-- begin Records to process --
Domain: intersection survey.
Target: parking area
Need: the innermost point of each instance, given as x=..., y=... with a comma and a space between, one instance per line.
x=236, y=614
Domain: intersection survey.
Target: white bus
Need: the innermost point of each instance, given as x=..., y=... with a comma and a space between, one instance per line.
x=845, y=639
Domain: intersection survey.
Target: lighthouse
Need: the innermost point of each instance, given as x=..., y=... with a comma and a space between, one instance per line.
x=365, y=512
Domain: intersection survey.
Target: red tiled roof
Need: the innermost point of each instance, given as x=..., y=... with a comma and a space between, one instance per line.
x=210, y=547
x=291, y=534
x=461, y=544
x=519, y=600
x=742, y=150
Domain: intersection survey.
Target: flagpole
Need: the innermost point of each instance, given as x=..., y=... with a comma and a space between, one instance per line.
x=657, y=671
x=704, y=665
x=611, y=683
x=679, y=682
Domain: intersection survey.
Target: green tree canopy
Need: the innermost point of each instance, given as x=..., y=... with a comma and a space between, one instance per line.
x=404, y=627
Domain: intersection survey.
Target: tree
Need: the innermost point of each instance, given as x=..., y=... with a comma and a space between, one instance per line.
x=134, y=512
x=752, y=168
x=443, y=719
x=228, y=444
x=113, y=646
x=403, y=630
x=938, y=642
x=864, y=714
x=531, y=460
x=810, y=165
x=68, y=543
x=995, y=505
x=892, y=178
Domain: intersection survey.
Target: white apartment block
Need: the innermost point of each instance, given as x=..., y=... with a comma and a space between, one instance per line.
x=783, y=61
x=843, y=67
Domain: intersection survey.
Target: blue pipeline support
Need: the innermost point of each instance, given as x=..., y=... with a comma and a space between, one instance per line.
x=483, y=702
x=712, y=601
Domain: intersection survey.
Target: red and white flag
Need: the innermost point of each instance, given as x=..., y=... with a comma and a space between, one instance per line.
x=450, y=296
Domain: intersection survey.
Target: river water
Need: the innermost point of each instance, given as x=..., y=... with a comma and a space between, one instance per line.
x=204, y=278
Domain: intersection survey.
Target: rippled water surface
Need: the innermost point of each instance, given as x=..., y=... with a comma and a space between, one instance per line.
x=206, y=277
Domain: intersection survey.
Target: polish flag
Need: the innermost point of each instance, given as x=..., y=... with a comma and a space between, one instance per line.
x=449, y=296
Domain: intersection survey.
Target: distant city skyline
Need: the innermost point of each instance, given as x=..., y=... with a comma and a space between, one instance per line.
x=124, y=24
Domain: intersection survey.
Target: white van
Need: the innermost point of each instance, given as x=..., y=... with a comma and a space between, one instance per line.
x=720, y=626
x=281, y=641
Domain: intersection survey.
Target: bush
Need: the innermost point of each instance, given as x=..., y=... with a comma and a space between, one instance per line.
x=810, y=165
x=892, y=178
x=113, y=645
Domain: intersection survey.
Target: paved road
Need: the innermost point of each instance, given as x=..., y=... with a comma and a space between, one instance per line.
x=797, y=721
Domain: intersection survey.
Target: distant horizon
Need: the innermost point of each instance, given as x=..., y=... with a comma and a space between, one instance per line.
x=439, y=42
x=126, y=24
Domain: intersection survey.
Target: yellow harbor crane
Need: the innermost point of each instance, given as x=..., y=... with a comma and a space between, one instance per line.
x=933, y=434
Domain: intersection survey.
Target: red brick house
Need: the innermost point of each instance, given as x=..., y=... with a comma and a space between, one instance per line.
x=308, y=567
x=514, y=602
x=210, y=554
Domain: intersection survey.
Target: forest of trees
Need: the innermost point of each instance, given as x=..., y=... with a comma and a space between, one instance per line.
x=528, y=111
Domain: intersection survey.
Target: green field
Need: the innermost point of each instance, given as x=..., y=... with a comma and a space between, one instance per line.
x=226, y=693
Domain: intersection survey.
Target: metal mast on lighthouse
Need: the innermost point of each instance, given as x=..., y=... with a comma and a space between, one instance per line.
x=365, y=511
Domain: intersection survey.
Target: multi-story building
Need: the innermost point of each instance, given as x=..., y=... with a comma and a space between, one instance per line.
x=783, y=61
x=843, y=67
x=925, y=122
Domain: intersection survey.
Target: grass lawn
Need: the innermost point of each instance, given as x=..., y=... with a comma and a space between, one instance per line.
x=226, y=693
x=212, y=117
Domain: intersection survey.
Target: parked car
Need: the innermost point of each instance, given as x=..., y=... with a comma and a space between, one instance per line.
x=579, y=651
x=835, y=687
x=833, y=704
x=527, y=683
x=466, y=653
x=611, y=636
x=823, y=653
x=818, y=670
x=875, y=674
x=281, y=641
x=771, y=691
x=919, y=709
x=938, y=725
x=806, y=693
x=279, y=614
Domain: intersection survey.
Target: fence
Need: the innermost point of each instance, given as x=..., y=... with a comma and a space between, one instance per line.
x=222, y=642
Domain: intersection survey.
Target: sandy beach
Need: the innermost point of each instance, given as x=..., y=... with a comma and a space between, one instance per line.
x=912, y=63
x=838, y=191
-- end Records to process --
_Prompt_: Copy the records from the start up to and including the line with "x=845, y=639", substituting "city bus" for "white bus" and leaving everything else unchanged.

_Written answer_:
Domain: intersection survey.
Target: parking area
Need: the innermost point of each instance, given as x=..., y=... with a comma and a space between, one instance per line.
x=236, y=614
Domain: intersection survey.
Target: city bus
Need: the innermost point of each instance, given as x=..., y=... with a comma and a space between, one instance per line.
x=845, y=639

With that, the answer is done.